++++ MATERIAL ++++

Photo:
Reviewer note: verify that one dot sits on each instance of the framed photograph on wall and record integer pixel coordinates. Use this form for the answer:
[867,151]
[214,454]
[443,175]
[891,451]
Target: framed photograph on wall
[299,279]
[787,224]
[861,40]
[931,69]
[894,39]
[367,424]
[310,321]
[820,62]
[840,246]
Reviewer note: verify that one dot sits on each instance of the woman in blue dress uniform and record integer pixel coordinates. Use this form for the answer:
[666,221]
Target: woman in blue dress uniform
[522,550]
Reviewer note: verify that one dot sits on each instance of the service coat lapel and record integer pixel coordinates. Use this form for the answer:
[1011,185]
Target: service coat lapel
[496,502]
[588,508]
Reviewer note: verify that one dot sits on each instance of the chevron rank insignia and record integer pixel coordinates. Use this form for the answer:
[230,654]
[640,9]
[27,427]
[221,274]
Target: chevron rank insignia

++++
++++ MATERIAL ++++

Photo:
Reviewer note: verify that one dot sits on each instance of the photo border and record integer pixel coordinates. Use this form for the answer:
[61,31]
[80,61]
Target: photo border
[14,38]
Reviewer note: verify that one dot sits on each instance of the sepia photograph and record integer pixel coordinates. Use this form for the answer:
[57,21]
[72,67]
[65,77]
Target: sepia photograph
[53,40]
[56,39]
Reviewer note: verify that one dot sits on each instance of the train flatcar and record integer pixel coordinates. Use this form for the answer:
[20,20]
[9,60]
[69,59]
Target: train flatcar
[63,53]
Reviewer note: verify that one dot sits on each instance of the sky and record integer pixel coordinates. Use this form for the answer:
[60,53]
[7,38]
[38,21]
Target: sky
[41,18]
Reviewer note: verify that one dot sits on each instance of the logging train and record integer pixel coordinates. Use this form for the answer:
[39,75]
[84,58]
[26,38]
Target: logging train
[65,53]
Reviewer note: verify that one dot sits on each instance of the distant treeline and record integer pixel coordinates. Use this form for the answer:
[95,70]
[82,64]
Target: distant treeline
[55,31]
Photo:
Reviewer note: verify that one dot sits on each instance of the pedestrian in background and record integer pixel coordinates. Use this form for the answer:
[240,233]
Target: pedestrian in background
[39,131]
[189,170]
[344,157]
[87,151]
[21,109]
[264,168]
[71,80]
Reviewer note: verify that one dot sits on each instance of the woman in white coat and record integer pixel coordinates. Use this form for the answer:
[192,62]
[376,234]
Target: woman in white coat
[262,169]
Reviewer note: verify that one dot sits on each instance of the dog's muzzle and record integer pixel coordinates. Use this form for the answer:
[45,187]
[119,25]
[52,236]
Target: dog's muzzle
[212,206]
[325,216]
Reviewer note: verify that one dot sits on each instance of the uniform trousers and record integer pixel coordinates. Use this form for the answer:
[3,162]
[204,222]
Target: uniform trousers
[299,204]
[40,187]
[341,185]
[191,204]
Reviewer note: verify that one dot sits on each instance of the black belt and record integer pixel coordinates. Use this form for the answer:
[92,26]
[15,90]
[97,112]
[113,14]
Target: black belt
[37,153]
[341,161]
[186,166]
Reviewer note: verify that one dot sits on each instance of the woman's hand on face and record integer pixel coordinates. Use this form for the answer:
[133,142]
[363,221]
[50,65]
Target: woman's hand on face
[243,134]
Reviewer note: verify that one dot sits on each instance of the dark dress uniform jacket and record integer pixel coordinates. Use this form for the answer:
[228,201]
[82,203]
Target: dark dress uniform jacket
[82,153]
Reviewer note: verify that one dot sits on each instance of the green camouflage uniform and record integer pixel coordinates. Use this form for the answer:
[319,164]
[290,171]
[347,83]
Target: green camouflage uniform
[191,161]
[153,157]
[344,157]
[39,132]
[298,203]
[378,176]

++++

Write out the material again. Begin at the line that has "of the chevron" and stop after the line that has "Target: chevron rank insignia". Switch "chevron" to "sleeve stripe" and leave everything else unchanged.

ANSWER TO THIS EXERCISE>
Reviewer note: verify that one dot sits on each instance of the sleeve stripe rank insignia and record integer pixel coordinates. Use this form for the answer:
[230,654]
[640,9]
[27,427]
[221,274]
Target: sleeve stripe rank insignia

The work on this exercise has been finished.